**Problems and tasks:**
[a] Decide whether each statement below agrees with the boatbuilding text. Answer yes or no for each, and quote the deciding words of the text exactly.
(i) The writer once worked for a boatbuilder in the '90s.
(ii) In boatbuilding, a large return on a capital investment is typical.
(iii) Big holding companies are still the primary driving force in the boatbuilding market.
[b] Reproduce word for word the part of the boatbuilding text starting at "Psst. Psst. I'll" and ending at "past several years.".

**Text passage:**
-*-

Psst. Psst. I'll let you in on a little secret-there's change brewing in the boatbuilding industry. That's right, you heard it here first. It's reserved and understated, but if you poke and prod long enough it will undoubtedly reveal itself. I'm not talking about to a new propulsion system or high-tech radar that can find a fly on a clamshell. Nope, the change I'm referring to is one of many substantive shifts sorted out during the economic woes of the past several years.
In short, no longer are the big holding companies and private equity enterprises the primary driving force in the boatbuilding market. The fact that financial companies and corporate raiders flocked to the industry like a herd of 49ers in search of a quick buck is amusing to anyone who has spent time working for a boatbuilder. When I did so in the '90s, I discovered that boatbuilding is not a financial endeavor so much as an undertaking fueled by passionate individuals who get excited when talking about new designs, innovations, and boating. You can make a decent living, take care of your workers, and have fun in the process. But a large return on a capital investment is the exception, not the norm.
Today, the enduring boatbuilder won't be found in a walnutlined boardroom, stuffed into a leather high-back chair, flanked by oil paintings of foreboding scions. The true boatbuilder will most likely be found hovering over plans of a new model or walking the factory floor interacting with the workers, collecting sawdust on his trousers as he makes the rounds. These are the builders who had their ears to the ground during the downturn, and took more immediate control of their businesses.

-*-

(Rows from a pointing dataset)
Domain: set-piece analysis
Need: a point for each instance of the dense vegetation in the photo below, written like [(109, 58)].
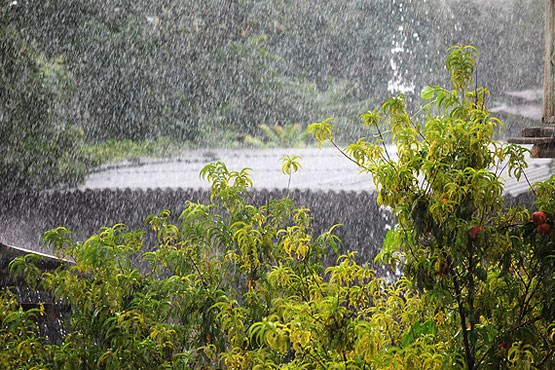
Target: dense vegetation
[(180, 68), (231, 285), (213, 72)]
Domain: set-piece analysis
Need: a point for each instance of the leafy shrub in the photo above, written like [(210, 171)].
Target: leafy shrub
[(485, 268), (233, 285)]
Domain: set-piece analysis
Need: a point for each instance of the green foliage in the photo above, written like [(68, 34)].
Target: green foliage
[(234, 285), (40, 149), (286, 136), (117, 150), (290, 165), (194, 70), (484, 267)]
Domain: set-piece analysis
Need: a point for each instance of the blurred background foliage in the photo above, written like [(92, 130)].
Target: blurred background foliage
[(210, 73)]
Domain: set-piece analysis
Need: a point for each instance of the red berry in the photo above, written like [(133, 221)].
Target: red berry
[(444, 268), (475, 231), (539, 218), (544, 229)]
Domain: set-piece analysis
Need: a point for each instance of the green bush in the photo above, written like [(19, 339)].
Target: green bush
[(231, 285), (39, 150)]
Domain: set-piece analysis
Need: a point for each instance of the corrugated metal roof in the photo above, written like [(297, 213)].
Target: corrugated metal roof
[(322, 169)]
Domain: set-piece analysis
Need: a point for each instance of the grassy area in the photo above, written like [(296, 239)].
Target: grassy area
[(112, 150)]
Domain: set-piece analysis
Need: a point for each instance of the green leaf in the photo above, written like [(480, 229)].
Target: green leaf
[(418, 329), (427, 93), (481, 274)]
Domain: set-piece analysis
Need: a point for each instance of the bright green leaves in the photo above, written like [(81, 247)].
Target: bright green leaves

-*-

**The solutions:**
[a]
(i) Yes: "When I did so in the '90s, I discovered that boatbuilding is not a financial endeavor"
(ii) No: "a large return on a capital investment is the exception, not the norm."
(iii) No: "no longer are the big holding companies and private equity enterprises the primary driving force in the boatbuilding market."

[b]
Psst. Psst. I'll let you in on a little secret-there's change brewing in the boatbuilding industry. That's right, you heard it here first. It's reserved and understated, but if you poke and prod long enough it will undoubtedly reveal itself. I'm not talking about to a new propulsion system or high-tech radar that can find a fly on a clamshell. Nope, the change I'm referring to is one of many substantive shifts sorted out during the economic woes of the past several years.